■ **Material to process**:
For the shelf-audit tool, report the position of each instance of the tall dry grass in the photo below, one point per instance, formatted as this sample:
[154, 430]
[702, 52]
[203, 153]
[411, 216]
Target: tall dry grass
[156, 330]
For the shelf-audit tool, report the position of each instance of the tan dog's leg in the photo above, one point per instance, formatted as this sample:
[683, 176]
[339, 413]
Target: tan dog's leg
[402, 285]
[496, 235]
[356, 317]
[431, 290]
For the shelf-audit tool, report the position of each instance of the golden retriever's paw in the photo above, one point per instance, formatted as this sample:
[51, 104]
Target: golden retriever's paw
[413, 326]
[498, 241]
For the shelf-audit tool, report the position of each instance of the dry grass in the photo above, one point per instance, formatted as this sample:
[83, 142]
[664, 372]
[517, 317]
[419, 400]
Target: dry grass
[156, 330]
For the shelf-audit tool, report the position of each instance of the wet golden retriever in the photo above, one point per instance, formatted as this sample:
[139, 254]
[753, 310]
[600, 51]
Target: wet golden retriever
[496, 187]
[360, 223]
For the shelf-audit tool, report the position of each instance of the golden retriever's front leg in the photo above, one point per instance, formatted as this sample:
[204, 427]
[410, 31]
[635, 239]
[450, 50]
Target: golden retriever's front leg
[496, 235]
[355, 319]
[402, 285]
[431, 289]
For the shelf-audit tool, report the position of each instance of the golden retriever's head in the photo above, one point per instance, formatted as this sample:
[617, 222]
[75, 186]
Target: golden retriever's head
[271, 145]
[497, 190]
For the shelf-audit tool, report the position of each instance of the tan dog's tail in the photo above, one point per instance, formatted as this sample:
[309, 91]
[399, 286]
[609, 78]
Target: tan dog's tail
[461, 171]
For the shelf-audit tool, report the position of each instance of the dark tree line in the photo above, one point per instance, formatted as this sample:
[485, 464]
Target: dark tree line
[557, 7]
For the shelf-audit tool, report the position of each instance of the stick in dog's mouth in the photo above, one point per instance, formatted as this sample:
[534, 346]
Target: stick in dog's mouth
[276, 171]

■ **Required task**: Can you scale the answer point coordinates in every line from the one containing "of the stick" through the end of the records, inclusive, multiplying each by 1.45 and rounding to whole numbers with halves going up? Reproduce only those lines, requests included, leaving the coordinates in the requests and their format samples unchanged.

■ **Reply to the exercise**:
For the shelf-audit tool, report the position of each instance of the stick in dog's mouth in the photo above, one point per instance, formatted as this sample:
[534, 346]
Target: stick in dog's mouth
[400, 248]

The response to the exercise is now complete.